[Source text]:

## start

Compliance references — where they apply — sit on the section headings; per-item NIS2 and ISO 27001 mappings are not padded.

What Ollama actually is, and where the attack surface lives

Ollama is a wrapper around llama.cpp (and a small number of other inference backends). It exposes:

  • A CLI (ollama run, ollama pull, ollama list)
  • An HTTP API on TCP 11434
  • A local model store at /usr/share/ollama/.ollama/models
  • A pull-from-registry workflow (default: registry.ollama.ai)

The official installer creates a system user ollama:ollama, drops the binary at /usr/bin/ollama, and writes a minimal systemd unit at /etc/systemd/system/ollama.service. The default posture is single-user, single-host, localhost only — fine for a laptop, not defensible for anything else.

The surfaces worth hardening, in order of blast radius:

  1. Network bind. The OLLAMA_HOST environment variable decides what the HTTP API listens on. Misconfigured, this is the entire game — an unauthenticated /api/generate, /api/pull, /api/delete exposed to the public internet.
  2. Reverse-proxy posture. Even on the right interface, the API has no built-in authentication. Anything reaching port 11434 can pull models, run inference, and delete the model store. Auth lives at the proxy.
  3. systemd unit. The default unit has none of the sandboxing flags systemd provides — process namespaces, kernel protection, capability bounding, syscall filtering. All free, all needed.
  4. GPU access. The ollama user is added to render and video so it can talk to /dev/nvidia*. Anyone else with the same group membership inherits the same access.
  5. Model storage. Models are large, slow to re-pull, and represent operational investment. The default permissions are loose.
  6. Update mechanism. The official install script downloads and runs an unpinned binary. Fine for a homelab; not for production change management.

1. Bind safety (NIS2: 21(2)(e); ISO 27001: A.8.20)

Default is correct: Ollama binds 127.0.0.1:11434. The dangerous config is OLLAMA_HOST=0.0.0.0:11434, which the installer never sets but many tutorials suggest. Verify before changing anything:

1ss -tlnp | grep 11434

Expect 127.0.0.1:11434. If it shows 0.0.0.0:11434 or [::]:11434, the API is open on every interface — the host firewall is the only thing between the model server and the internet.

If Ollama must accept traffic from another machine on a private network (a separate web tier, a wireguard peer), bind to that specific interface:

1# /etc/systemd/system/ollama.service.d/override.conf
2[Service]
3Environment="OLLAMA_HOST=10.0.0.5:11434"

Never 0.0.0.0. Bind to the exact address you need. Reload and verify:

1systemctl daemon-reload
2systemctl restart ollama
3ss -tlnp | grep 11434

2. systemd unit hardening (NIS2: 21(2)(e); ISO 27001: A.8.25)

## end

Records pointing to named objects
## start

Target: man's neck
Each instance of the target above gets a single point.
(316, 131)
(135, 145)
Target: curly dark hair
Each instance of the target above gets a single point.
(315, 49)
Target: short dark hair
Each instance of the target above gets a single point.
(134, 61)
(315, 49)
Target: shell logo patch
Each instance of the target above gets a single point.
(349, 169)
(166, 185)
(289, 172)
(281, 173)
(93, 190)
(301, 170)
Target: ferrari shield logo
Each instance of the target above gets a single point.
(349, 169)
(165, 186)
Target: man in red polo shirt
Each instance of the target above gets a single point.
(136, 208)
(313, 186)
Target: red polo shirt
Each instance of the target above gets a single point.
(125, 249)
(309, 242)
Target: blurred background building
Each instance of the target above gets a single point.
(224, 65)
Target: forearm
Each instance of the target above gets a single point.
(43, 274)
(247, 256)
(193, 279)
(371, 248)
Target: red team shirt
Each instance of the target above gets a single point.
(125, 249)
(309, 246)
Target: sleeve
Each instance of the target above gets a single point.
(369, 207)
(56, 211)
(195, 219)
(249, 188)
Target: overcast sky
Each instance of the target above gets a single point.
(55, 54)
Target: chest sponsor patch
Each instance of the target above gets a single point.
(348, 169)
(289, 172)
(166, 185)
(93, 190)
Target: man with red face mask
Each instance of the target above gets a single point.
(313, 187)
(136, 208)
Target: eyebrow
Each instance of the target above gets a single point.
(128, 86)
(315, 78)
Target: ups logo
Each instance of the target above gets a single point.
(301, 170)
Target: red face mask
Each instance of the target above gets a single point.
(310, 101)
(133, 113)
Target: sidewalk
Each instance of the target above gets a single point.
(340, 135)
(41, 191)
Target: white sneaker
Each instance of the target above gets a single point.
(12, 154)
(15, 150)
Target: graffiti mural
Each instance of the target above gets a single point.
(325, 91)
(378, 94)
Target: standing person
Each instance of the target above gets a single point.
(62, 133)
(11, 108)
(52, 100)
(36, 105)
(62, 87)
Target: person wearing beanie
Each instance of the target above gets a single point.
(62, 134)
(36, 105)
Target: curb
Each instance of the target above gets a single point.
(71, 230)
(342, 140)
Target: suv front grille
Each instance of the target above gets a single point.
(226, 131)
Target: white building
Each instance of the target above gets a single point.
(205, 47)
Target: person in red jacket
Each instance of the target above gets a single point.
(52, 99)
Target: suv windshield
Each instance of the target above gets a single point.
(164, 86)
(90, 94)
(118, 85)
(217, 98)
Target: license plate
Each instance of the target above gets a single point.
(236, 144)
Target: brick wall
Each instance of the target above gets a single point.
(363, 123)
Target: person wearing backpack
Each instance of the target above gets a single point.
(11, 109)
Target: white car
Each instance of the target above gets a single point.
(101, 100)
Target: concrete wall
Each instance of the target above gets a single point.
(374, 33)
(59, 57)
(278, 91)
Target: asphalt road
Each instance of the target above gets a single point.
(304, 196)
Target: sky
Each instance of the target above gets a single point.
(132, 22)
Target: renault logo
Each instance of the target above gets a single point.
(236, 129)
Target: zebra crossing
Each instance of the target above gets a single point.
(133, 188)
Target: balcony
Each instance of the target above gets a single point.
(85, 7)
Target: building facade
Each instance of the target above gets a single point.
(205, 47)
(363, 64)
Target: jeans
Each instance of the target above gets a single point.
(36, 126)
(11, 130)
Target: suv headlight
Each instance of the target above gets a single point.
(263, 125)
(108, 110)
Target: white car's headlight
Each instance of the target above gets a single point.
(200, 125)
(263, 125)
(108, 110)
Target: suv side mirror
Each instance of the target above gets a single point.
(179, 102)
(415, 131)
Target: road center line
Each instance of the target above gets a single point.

## end

[Things to do]:
A) In the Ollama hardening text, where does the official installer write the minimal systemd unit?
B) Quote word for word the stretch of the Ollama hardening text from "1. Network bind." through "the public internet.".

[Answers to the exercises]:
A) /etc/systemd/system/ollama.service

B)
1. Network bind. The OLLAMA_HOST environment variable decides what the HTTP API listens on. Misconfigured, this is the entire game — an unauthenticated /api/generate, /api/pull, /api/delete exposed to the public internet.